▶ Set task: Revise the records below so that every "quality-assurance pipeline" becomes "quality-control workflow", keeping everything else the same.

Stored data entries
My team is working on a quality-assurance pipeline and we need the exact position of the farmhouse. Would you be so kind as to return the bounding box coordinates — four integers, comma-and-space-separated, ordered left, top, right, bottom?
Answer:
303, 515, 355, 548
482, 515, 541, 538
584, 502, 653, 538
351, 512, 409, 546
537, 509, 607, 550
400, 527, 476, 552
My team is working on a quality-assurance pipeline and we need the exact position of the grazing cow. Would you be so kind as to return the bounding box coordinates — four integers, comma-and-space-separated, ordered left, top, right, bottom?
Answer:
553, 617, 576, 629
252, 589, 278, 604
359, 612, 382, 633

▶ Complete response:
My team is working on a quality-control workflow and we need the exact position of the farmhouse. Would you be so kind as to return the bounding box coordinates — four integers, comma-and-space-separated, ordered left, top, right, bottom?
Answer:
303, 515, 355, 548
482, 515, 541, 538
584, 502, 653, 538
351, 512, 409, 546
537, 509, 607, 550
400, 527, 476, 552
My team is working on a quality-control workflow and we need the exact position of the grazing cow. Would you be so kind as to return the bounding box coordinates — four integers, comma-and-space-separated, ordered left, top, right, bottom?
Answer:
553, 617, 576, 629
252, 589, 278, 604
359, 612, 382, 633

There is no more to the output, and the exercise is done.